• [Text excerpt]
==============================

In feisty we changed the way LVM, software raid (mdadm), EVMS, et al, interact with udev, to try to improve the situation. This was not a success and the resulting arrangements are racy.

We now propose an alternative approach which we believe will reduce (and hopefully eliminate) races.

Principle

For userspace-provided devices such as dm-* and md-* (hereafter, synthetic devices) the relevant userspace tools will be responsible for device node creation and also for triggering consequential scanning.

The intent is that synthetic devices will only be processed automatically if they have been published explicitly by the tool which creates them.

Design

  • udev will be made to ignore kernel-generated events for devmapper and md devices.
  • the udev rendezvous functionality will be removed from libdevmapper; instead, libdevmapper will once again create device nodes itself (and we will set the default permissions to 600 root.root)
  • udev will be modified to support userspace-generated events (aka synthetic events; see below)
  • the userspace tools (lvm, mdadm, and evms, but not dmsetup) will be modified to generate synthetic udev events for each "top level" device when that device has been initialised and ready for I/O, and another event when the device is to be removed just before it becomes unavailable for I/O.
  • udev will respond to the synthetic event by overwriting the device node generated libdevmapper (or whatever) with one of its own with the correct ownership and permissions, using rename(2) to install it; it will also do normal vol_id scanning of the resulting device.

Details of synthetic device publication conditions

Publication of a synthetic device means that that device should be processed further by automatic scanning tools. Currently publication only affects udev rules (see Problem unaddressed, below).

No synthetic device publication will be processed unless atoi(getenv("UDEV_SYNTHPUB_BLOCK")). Synthetic device removal will always be recorded as withdrawal of any matching synthetic device (and will be idempotent if there is no such published synthetic device).

lvm will publish all non-snapshot logical volumes, when activation of that LV is complete, and withdraw them before deactivating them.

mdadm will publish all MD devices, when each device has been properly started and is ready for I/O. It will withdraw each device before stopping it.

dmsetup will publish any device itself. User tools (scripts) which use dmsetup will need to be modified if automatic processing (mounting etc.) is desired. A utility will be provided to make publication and withdrawal easy (see below).

cryptsetup will publish a device when it successfully sets the keys and makes the encrypting dm-* device available for IO, and withdraw it before deactivating it.

evms will publish "logical volumes" (ie storage objects which contain mountable filesystems) when they are activated, and withdraw them before they are deactivated.

The udev rules which invoke the block device identification and activation tools (ie, the ones which run when physical block devices are detected and which also now run on the synthetic device creation) will set UDEV_SYNTHPUB_BLOCK.

==============================

• [Provided information]
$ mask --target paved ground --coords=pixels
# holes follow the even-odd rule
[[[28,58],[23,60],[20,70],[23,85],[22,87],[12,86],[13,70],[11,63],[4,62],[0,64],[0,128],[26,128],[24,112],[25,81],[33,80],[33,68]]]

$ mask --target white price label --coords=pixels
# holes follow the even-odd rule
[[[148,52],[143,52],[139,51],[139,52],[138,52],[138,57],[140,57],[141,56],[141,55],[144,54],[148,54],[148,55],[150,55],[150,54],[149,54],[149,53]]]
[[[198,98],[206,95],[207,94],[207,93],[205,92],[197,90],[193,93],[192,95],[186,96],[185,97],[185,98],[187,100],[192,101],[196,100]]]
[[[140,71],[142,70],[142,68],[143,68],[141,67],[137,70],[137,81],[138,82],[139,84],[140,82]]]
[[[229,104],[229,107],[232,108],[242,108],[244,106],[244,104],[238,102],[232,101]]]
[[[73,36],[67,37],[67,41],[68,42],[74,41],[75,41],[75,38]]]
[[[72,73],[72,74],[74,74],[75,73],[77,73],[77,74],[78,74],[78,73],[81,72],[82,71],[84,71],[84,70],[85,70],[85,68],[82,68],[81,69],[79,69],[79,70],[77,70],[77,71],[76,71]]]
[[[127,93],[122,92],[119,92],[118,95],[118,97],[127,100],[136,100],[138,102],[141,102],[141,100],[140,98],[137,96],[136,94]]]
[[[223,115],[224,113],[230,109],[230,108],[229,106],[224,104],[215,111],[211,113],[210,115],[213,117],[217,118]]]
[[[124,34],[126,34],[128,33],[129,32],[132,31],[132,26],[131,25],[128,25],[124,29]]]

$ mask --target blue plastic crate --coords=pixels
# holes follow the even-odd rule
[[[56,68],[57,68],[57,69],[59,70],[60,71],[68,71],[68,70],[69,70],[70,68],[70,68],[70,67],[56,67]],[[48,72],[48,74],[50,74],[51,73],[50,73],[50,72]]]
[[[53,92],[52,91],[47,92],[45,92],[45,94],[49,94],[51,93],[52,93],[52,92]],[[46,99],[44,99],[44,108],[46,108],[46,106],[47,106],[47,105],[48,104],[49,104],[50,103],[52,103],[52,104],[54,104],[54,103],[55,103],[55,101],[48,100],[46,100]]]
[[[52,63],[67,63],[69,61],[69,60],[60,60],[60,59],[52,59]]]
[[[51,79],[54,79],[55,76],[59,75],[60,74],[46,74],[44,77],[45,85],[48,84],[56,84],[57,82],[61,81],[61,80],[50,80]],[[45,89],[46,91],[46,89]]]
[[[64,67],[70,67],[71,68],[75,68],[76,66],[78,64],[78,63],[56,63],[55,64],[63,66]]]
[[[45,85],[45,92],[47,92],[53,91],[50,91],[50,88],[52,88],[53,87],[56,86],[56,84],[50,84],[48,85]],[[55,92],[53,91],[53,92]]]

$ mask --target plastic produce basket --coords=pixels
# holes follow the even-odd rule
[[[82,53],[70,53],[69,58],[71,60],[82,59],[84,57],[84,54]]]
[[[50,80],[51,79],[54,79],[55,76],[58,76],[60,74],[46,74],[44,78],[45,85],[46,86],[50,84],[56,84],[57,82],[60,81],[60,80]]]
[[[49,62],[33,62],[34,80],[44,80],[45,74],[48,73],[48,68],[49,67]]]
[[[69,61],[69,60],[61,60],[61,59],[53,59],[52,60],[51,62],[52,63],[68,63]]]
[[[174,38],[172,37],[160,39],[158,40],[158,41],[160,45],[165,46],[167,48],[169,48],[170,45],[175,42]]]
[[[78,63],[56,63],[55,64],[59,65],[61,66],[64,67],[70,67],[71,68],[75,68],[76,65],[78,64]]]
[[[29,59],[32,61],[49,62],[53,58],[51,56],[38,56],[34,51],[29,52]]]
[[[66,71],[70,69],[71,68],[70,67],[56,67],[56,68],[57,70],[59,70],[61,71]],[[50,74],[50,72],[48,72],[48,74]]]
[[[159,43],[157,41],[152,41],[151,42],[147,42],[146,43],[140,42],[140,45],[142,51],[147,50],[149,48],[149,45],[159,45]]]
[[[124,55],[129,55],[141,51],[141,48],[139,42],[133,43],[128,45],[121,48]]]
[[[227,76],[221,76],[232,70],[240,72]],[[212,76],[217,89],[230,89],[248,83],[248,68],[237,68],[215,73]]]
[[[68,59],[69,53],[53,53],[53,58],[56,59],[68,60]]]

==============================

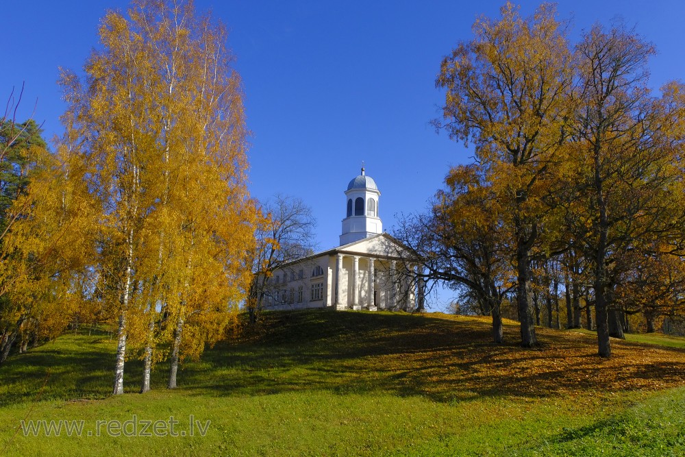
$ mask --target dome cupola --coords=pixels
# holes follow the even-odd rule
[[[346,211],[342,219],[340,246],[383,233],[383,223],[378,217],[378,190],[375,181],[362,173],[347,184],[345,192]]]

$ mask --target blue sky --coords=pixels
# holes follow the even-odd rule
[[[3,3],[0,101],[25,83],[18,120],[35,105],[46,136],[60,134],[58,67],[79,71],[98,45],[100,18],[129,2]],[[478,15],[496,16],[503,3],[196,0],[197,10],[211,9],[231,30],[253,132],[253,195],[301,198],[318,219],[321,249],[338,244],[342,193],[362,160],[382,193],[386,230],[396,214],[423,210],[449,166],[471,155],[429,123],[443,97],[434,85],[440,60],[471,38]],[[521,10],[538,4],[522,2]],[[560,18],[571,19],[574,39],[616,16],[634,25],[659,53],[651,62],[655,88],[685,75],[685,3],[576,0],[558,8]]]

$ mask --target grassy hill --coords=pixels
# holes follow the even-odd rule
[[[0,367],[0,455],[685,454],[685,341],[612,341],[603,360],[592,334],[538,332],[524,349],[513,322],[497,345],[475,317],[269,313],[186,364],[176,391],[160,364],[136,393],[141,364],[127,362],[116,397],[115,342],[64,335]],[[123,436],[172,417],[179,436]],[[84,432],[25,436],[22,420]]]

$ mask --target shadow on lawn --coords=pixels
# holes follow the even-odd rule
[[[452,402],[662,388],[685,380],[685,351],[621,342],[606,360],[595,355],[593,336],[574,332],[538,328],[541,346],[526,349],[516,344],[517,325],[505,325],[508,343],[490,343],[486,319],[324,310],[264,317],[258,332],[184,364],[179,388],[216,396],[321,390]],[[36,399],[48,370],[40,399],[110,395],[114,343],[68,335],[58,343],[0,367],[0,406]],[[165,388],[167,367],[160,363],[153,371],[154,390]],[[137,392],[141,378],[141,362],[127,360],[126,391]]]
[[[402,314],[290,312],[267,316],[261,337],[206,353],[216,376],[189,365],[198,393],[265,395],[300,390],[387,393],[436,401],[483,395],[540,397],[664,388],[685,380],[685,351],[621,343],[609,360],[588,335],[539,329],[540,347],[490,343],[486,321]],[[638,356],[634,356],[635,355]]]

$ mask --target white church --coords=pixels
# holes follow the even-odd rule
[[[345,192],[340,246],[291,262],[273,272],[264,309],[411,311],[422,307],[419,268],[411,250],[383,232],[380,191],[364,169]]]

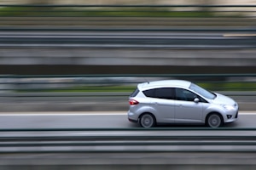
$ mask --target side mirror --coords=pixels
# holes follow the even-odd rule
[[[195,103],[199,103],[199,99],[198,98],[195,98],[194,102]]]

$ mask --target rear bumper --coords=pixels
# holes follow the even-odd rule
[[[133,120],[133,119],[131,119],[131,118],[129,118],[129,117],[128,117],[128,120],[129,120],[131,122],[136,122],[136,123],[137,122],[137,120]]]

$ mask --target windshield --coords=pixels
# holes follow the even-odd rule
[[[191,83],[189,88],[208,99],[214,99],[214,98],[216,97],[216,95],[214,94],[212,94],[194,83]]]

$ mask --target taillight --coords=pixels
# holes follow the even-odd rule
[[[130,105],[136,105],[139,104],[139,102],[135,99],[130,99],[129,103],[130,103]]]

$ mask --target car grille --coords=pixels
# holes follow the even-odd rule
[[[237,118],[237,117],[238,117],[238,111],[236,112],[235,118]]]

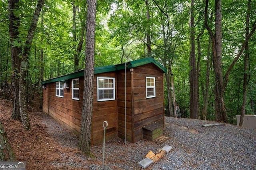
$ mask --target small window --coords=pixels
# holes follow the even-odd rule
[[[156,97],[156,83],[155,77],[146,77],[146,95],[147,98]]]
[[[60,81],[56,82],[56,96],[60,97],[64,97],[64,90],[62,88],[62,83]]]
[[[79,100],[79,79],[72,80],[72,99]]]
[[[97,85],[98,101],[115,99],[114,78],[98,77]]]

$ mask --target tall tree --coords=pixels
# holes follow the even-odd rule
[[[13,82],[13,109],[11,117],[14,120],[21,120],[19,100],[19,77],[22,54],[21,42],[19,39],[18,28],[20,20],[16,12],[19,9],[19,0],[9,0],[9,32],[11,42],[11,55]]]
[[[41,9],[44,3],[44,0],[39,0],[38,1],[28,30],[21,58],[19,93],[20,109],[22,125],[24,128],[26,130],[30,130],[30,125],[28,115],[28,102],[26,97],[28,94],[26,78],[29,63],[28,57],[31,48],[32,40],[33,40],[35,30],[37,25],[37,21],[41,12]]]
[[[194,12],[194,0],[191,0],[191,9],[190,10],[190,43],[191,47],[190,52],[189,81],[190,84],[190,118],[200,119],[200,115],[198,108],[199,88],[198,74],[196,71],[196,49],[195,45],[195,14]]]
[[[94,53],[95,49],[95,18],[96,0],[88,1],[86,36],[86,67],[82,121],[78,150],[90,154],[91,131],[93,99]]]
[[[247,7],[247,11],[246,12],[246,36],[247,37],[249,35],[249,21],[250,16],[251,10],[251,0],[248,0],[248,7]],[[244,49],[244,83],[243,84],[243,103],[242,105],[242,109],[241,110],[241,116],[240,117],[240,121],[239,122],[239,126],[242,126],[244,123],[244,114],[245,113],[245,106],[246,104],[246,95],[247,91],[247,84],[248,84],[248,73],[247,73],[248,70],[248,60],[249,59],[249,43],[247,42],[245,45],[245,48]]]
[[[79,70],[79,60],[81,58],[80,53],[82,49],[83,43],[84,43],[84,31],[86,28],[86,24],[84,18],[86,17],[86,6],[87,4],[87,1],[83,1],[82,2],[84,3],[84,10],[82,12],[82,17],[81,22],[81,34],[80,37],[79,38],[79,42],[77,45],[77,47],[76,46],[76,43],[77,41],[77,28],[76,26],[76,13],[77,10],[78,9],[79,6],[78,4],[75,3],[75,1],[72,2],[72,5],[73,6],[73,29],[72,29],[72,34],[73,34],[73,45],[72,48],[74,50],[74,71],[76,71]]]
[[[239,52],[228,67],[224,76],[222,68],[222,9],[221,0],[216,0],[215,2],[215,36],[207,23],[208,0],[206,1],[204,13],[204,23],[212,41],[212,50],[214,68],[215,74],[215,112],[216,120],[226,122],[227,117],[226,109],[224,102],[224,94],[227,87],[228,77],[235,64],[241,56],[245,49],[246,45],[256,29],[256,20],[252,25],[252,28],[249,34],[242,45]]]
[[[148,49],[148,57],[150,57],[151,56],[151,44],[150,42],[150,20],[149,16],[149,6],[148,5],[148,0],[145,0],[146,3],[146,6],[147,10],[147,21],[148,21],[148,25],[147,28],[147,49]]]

==============================

• [Given instruction 1]
From the design notes on udev and synthetic devices, reproduce word for word the part that opens with the words containing "For userspace-provided devices" and closes with "to 600 root.root)".
• [Given instruction 2]
Using the design notes on udev and synthetic devices, answer these questions:
(a) In which release was the way LVM, mdadm, EVMS and similar tools interact with udev changed?
(b) What default permissions will be set for the device nodes that libdevmapper creates itself?
(c) At what point will mdadm withdraw each MD device?

• [Output 1]
For userspace-provided devices such as dm-* and md-* (hereafter, synthetic devices) the relevant userspace tools will be responsible for device node creation and also for triggering consequential scanning.

The intent is that synthetic devices will only be processed automatically if they have been published explicitly by the tool which creates them.

Design

  • udev will be made to ignore kernel-generated events for devmapper and md devices.
  • the udev rendezvous functionality will be removed from libdevmapper; instead, libdevmapper will once again create device nodes itself (and we will set the default permissions to 600 root.root)

• [Output 2]
(a) Feisty.
(b) 600 root.root.
(c) Before stopping it.